===== SOURCE DOCUMENT =====

Fags and Witches
15/09/05 17:12
Vox populi vox Dei—“The voice of the people is the voice of God.” An extremely effective means of inculcating absolute loyalty to a government “of the people,” this principle also proved fatal to persons—like Jews, gay people and “witches”—whose life-styles differed from those of the majority: a voice not in harmony with that of “the people” was ipso facto out of harmony with God and hence punishable. - “Christianity, Social Tolerance and Homosexuality”, John Boswell
In its most desperate lurch back to the 15th century, the Catholic Church is engaging in an Inquisition against gays in US seminaries, according to an article in the New York Times. This has put the lie to the fine distinction on which Christian rightists have relied to shield themselves from accusations of rabid hate. This has nothing to do with hating the “sin” of homosexuality, but loving the “sinner.” The Church will be purging those “with strong homosexual tendencies.” (One assumes these will be identified by record collections, underwear styles, and the décor of rooms.) No. This is not hating the sin and loving the sinner. This is burning the sinner because he IS the sin.
This news sent me back to an extraordinary 1980 text by the late John Boswell, a professor of history at Yale. In his book “Christianity, Social Tolerance, and Homosexuality,” he examines gay people in Western Europe from the beginning of the Christian era to the 14th century. He makes clear that religious belief and piety have little to do with hatred. He writes:
If… prohibitions which restrain a disliked minority are upheld in their most literal sense as absolutely inviolable while comparable precepts affecting the majority are relaxed or reinterpreted, one must suspect something other than religious belief as the motivating cause of the oppression.

===== ENTRIES =====

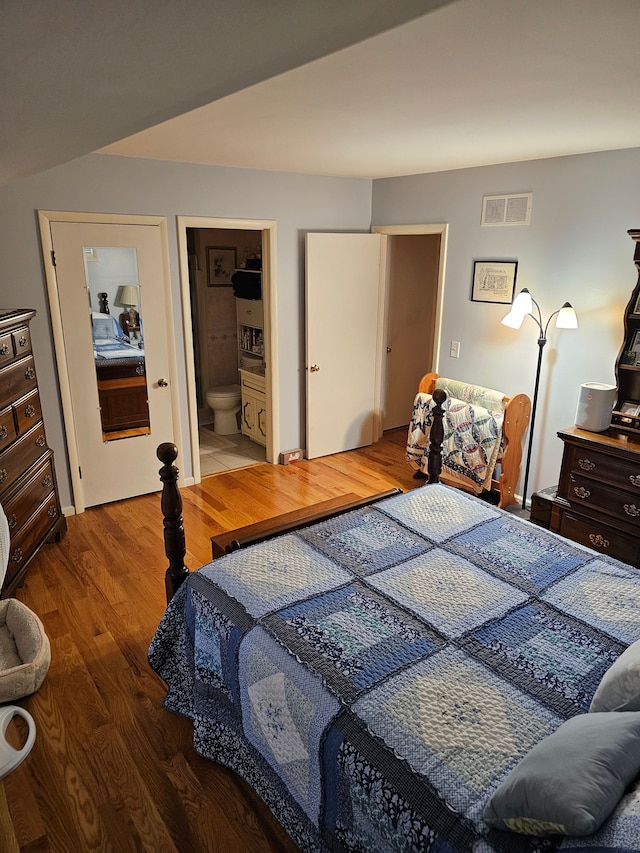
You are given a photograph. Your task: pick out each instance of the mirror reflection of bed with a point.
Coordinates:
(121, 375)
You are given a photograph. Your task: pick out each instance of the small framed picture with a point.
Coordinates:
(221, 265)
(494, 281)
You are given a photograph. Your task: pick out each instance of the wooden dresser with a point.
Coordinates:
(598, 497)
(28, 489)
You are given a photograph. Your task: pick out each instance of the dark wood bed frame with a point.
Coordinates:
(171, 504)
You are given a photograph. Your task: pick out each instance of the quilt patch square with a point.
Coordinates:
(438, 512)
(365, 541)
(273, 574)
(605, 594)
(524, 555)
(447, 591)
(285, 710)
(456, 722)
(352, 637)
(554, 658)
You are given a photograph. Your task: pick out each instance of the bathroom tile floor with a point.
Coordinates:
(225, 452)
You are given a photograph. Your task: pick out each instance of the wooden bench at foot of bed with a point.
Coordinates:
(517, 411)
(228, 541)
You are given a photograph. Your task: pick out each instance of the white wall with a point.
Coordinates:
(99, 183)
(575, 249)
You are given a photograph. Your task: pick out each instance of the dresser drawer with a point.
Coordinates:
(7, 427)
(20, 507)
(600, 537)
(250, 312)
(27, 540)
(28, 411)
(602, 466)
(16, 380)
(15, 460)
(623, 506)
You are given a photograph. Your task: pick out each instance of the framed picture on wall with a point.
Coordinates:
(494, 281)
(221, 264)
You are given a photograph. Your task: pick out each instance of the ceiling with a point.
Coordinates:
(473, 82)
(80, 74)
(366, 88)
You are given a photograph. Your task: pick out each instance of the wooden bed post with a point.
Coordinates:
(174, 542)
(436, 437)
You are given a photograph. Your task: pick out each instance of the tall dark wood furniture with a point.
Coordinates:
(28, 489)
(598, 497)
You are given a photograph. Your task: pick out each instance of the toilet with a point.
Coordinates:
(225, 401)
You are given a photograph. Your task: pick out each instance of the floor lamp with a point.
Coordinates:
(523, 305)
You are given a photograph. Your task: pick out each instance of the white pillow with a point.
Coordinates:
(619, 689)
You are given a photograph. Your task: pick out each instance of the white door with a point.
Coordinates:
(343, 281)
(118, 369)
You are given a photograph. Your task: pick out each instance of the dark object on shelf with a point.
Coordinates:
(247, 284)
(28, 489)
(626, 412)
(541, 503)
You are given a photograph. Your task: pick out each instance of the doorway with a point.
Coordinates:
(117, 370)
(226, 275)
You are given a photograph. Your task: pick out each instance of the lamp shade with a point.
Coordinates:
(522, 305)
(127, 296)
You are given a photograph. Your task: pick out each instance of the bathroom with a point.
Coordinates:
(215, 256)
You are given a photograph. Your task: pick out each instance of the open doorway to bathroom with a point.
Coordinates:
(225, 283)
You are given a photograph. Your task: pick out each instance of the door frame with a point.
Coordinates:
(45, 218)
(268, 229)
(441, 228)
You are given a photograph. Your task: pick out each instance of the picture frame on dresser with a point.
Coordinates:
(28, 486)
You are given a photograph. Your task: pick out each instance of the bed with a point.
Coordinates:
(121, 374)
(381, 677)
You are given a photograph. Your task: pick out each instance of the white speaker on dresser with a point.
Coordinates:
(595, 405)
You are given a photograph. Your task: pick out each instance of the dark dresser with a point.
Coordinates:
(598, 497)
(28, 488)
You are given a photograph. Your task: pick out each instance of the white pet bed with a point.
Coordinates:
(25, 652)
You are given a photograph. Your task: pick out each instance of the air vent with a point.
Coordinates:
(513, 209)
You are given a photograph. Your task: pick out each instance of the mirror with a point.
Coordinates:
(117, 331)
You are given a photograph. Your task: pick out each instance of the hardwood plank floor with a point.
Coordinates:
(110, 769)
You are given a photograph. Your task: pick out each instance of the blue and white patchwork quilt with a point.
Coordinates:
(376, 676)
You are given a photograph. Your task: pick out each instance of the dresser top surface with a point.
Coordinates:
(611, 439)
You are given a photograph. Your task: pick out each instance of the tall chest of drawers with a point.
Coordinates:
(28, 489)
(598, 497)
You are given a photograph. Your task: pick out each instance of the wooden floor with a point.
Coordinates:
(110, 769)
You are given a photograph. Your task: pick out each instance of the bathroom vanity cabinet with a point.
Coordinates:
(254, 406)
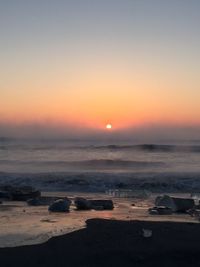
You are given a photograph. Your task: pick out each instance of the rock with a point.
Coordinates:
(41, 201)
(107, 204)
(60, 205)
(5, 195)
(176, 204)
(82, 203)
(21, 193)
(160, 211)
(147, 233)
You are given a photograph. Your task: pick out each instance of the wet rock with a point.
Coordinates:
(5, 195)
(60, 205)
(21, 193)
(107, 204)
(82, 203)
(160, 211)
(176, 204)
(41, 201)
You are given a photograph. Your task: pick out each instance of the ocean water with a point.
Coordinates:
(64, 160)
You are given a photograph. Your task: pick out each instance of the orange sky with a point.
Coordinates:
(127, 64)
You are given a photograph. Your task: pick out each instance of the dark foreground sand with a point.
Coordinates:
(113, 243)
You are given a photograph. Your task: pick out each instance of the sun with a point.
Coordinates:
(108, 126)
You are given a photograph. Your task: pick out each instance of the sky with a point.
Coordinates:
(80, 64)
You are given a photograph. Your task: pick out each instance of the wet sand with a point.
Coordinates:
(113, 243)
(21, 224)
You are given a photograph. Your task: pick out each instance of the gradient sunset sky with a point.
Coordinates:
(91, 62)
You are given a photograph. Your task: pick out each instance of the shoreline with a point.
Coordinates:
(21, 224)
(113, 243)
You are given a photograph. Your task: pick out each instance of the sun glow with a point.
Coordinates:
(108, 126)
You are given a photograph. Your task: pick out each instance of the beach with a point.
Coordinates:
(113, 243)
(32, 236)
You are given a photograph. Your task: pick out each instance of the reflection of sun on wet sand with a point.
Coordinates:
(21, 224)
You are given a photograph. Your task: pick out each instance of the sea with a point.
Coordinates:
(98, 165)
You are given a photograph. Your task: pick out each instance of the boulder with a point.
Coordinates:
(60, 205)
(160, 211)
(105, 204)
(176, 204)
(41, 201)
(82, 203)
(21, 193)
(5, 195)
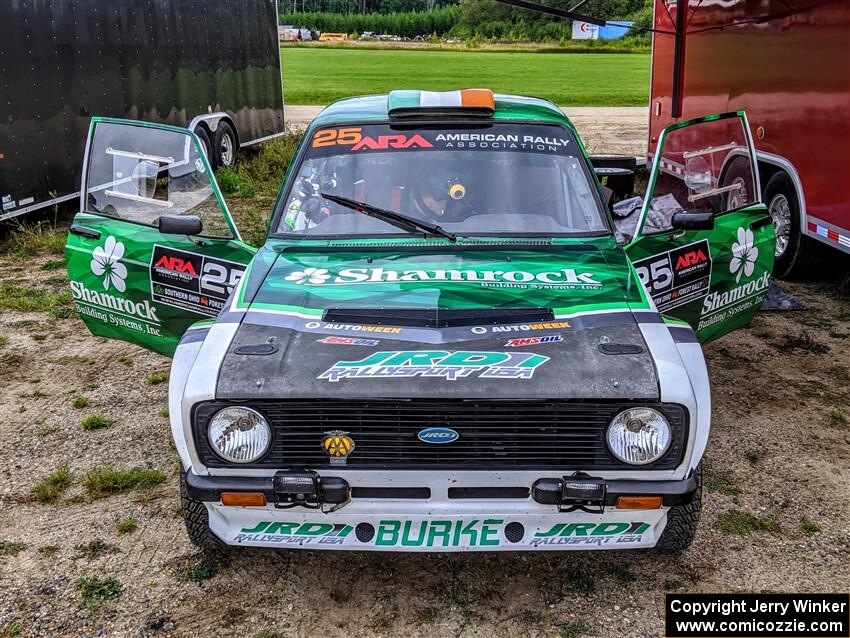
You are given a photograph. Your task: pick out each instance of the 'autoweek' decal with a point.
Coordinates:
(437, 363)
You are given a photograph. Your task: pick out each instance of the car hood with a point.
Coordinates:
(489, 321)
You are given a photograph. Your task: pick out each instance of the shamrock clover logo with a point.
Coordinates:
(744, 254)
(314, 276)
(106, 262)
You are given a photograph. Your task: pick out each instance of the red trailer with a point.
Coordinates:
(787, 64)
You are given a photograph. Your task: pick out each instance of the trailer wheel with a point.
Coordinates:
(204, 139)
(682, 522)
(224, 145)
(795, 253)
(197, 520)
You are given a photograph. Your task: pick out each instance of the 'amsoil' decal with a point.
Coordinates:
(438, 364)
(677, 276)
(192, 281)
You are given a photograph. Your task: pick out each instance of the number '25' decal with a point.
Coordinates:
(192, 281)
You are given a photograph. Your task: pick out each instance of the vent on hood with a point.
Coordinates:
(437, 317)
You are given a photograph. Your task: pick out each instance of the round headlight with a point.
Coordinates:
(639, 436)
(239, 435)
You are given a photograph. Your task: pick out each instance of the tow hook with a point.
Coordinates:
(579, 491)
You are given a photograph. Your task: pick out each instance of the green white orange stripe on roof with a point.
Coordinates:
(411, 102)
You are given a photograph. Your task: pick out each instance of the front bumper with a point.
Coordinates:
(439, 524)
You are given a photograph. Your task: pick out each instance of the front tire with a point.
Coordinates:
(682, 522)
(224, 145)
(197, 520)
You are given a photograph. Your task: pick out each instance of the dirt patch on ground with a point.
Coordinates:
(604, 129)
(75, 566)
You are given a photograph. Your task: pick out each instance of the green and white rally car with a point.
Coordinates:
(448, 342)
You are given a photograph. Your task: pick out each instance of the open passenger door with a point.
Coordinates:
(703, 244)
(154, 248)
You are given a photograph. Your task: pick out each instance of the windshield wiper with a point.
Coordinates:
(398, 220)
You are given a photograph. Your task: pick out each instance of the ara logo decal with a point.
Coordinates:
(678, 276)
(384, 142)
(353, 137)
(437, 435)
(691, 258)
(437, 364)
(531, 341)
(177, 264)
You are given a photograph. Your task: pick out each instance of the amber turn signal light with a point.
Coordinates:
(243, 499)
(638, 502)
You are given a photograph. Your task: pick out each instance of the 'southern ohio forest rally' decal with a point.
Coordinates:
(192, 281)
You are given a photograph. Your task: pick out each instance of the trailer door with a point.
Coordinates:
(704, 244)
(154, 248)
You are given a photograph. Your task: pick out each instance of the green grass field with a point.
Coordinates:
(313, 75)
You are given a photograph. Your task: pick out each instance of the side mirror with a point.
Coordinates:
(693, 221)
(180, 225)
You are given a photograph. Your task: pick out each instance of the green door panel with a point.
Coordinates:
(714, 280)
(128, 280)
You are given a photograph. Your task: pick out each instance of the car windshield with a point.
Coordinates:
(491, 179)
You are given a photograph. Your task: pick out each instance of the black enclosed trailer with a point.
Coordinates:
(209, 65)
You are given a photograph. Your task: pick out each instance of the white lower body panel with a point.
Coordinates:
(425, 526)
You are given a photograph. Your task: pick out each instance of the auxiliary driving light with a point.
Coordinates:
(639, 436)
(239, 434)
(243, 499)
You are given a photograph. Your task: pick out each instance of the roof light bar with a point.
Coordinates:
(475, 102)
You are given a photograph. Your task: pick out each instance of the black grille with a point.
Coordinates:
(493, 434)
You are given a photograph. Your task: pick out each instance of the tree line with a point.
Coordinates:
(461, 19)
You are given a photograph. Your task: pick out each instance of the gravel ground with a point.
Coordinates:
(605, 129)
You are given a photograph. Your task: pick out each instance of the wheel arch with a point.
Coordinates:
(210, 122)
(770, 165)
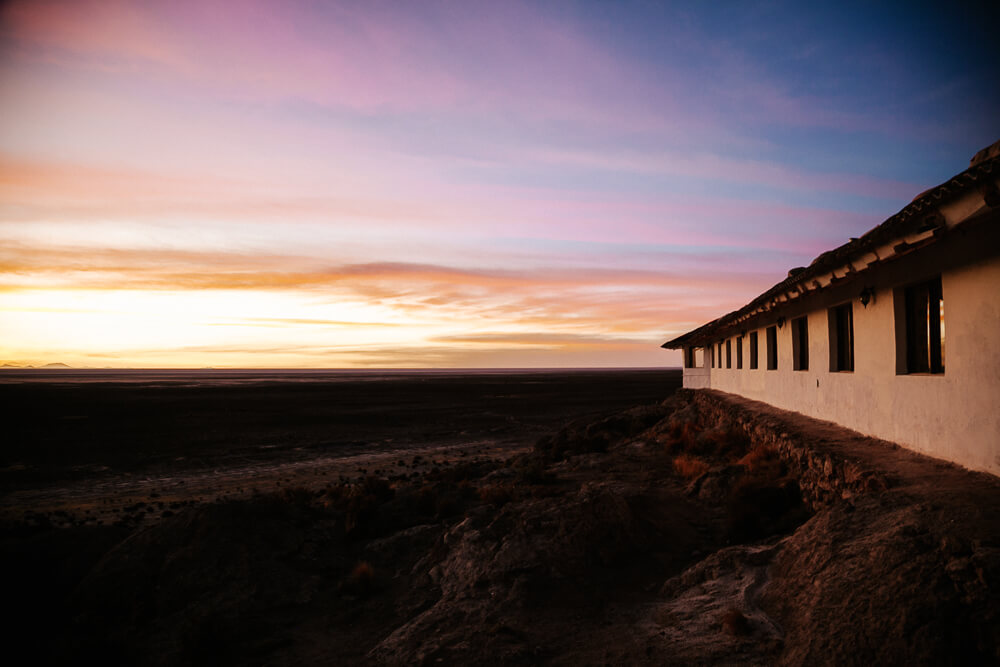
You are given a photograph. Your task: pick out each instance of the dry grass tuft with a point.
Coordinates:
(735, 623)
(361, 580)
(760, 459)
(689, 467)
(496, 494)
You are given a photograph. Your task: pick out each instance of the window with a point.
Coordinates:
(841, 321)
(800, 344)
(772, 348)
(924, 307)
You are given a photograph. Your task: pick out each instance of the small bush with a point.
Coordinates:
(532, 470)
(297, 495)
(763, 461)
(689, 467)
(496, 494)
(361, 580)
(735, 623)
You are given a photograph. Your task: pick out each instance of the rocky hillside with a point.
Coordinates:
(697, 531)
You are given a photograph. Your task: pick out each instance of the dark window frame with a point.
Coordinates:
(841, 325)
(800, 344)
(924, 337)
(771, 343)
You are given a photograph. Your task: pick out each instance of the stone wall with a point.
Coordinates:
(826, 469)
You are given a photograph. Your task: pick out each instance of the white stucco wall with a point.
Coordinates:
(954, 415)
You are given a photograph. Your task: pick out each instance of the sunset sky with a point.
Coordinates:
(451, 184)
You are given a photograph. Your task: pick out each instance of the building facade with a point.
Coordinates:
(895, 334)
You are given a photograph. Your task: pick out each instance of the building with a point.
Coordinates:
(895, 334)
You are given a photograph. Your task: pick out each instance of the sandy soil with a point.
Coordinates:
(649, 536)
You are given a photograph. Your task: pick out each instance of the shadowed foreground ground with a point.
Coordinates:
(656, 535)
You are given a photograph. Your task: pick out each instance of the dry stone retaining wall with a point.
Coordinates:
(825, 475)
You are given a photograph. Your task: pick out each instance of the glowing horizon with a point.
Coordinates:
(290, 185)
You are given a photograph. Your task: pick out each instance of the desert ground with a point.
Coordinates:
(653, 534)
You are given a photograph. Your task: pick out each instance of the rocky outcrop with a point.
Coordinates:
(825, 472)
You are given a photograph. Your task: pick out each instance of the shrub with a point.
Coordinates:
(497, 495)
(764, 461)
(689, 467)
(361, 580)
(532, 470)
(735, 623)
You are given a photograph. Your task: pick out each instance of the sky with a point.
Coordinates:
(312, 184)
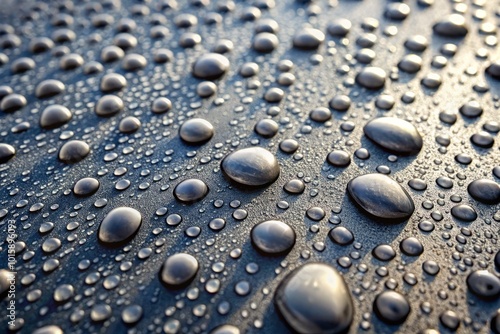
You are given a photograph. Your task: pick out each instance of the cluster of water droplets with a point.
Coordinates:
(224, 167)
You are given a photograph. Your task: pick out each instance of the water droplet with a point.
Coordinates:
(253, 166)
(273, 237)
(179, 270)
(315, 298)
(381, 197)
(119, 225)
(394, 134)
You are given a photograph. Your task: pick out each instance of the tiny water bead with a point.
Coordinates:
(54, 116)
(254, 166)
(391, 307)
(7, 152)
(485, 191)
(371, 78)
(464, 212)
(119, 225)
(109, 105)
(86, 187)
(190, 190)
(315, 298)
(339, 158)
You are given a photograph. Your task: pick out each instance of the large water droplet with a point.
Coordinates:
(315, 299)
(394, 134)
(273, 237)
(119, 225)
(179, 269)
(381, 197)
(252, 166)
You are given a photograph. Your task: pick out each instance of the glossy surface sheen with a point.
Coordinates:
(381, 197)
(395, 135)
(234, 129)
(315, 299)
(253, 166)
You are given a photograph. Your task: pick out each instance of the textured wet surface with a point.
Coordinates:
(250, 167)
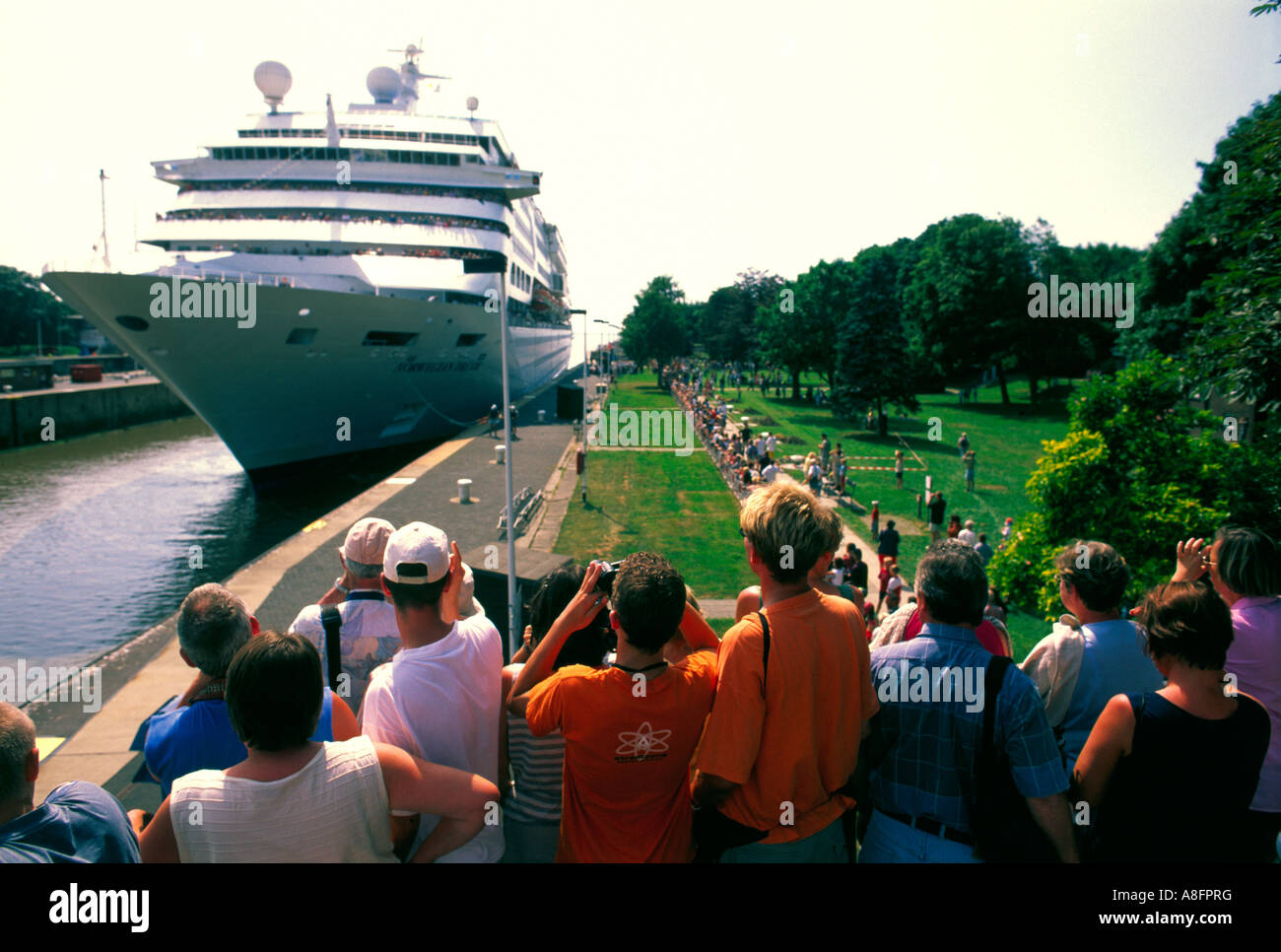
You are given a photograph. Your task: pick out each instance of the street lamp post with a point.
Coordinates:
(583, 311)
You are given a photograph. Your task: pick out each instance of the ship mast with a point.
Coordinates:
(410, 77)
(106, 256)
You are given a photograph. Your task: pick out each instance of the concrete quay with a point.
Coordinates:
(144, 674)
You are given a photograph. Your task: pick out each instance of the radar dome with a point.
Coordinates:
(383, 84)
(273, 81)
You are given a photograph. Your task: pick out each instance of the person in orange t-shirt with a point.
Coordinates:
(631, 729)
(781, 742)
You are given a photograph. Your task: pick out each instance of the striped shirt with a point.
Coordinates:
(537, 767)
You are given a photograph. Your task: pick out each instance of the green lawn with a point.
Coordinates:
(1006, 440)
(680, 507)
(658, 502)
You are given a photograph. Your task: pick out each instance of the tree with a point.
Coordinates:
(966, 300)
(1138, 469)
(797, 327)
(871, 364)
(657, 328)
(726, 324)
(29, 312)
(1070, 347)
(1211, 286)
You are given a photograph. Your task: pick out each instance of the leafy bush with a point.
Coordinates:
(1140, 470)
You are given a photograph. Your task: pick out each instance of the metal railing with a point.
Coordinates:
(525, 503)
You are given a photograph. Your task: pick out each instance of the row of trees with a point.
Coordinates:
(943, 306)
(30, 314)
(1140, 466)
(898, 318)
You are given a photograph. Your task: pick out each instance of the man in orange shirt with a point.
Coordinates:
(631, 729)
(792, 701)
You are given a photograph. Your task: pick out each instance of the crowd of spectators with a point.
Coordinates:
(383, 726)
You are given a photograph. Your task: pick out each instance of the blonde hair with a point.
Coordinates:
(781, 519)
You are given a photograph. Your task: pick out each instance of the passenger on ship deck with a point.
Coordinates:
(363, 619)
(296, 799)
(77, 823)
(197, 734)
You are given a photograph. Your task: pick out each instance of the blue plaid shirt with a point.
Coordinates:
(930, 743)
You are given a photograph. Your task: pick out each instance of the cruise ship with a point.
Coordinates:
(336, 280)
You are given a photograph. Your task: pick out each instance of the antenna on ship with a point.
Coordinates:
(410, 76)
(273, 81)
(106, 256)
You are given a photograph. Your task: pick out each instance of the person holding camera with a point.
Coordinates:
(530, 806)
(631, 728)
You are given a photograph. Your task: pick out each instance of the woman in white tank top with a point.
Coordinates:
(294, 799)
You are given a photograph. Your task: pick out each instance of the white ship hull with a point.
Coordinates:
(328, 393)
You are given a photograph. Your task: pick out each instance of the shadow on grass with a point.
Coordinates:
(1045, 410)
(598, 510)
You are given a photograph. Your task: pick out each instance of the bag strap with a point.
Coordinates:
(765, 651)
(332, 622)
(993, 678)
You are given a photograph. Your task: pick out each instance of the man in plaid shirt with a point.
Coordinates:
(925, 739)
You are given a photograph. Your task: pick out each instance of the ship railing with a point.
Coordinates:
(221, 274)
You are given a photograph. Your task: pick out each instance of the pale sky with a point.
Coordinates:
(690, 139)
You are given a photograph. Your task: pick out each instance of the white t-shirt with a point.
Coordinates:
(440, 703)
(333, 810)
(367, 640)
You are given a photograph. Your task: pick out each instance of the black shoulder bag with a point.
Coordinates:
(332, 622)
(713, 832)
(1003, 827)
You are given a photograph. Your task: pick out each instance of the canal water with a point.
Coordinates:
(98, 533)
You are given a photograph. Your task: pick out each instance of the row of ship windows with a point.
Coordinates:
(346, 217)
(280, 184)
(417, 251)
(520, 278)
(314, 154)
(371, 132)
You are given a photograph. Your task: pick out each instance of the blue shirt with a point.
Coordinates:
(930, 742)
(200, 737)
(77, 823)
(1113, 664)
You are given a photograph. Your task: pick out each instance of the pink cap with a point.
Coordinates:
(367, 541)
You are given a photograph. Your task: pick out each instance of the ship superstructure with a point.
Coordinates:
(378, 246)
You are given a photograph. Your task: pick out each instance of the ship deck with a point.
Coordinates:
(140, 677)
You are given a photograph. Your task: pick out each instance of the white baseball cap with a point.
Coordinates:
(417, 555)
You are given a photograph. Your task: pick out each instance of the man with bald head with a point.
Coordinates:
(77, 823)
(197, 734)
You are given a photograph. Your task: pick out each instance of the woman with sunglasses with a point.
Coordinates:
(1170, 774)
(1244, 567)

=====

SET TASKS —
- a) Answer these from the essay on the Church's seminary purge, one answer per line:
(i) In what year did John Boswell's book appear?
(ii) At which university was Boswell a professor of history?
(iii) According to the New York Times article, in what institutions is the Catholic Church engaging in an Inquisition against gays?
- b) Output, word for word, the part of the essay on the Church's seminary purge that opens with the words containing "This news sent" and closes with "of the oppression.".
- c) Write the next part of the essay on the Church's seminary purge, picking up after its final sentence.
The data has no connection to the essay on the Church's seminary purge.

ANSWER SET —
- a)
(i) 1980
(ii) Yale
(iii) US seminaries

- b)
This news sent me back to an extraordinary 1980 text by the late John Boswell, a professor of history at Yale. In his book “Christianity, Social Tolerance, and Homosexuality,” he examines gay people in Western Europe from the beginning of the Christian era to the 14th century. He makes clear that religious belief and piety have little to do with hatred. He writes:
If… prohibitions which restrain a disliked minority are upheld in their most literal sense as absolutely inviolable while comparable precepts affecting the majority are relaxed or reinterpreted, one must suspect something other than religious belief as the motivating cause of the oppression.

- c)
You don’t see the Church purging straight men who may lust after women, though the Church prohibits heterosexual sex among its priests. The Church is only hunting gays. This, they will insist, is due to the biblical prohibitions and condemnations of homosexuality. However, Boswell’s exhaustive research—both textual and historical—thoroughly debunks any idea of biblical imprecations against gays. He exposes those in current Biblical texts as purposeful mistranslations of the originals, or metaphorical asides only tangentially associated with homosexuality.
It is, moreover, quite clear that nothing in the Bible would have categorically precluded homosexual relations among early Christians. In spite of misleading English translations which may imply the contrary, the word “ homosexual” does not occur in the Bible: no extant text or manuscript, Hebrew, Greek, Syriac, or Aramaic, contains such a word. In fact none of these languages ever contained a word corresponding to the English “homosexual,” nor did any languages have such a term before the late nineteenth century.
For instance, discussing the famous quote from Leviticus, “Thou shalt not lie with mankind, as with womankind: it is abomination. [18:22], Boswell explains that the word “toevah,” which is translated as “abomination” actually means that which is ritually unclean for Jews, like the shaving of one’s beard or having sex with a woman during menstruation. It is suggestive of a ritualistic differentiator between Jews and gentiles. No more a condemnation of homosexuality than of shaving.
He points out that the sins of Sodom were sins of “inhospitality,” not “homosexuality,” and that none of the Old Testament passages that refer to the wickedness of Sodom make any suggestion of homosexuality. Such associations were tacked on centuries later.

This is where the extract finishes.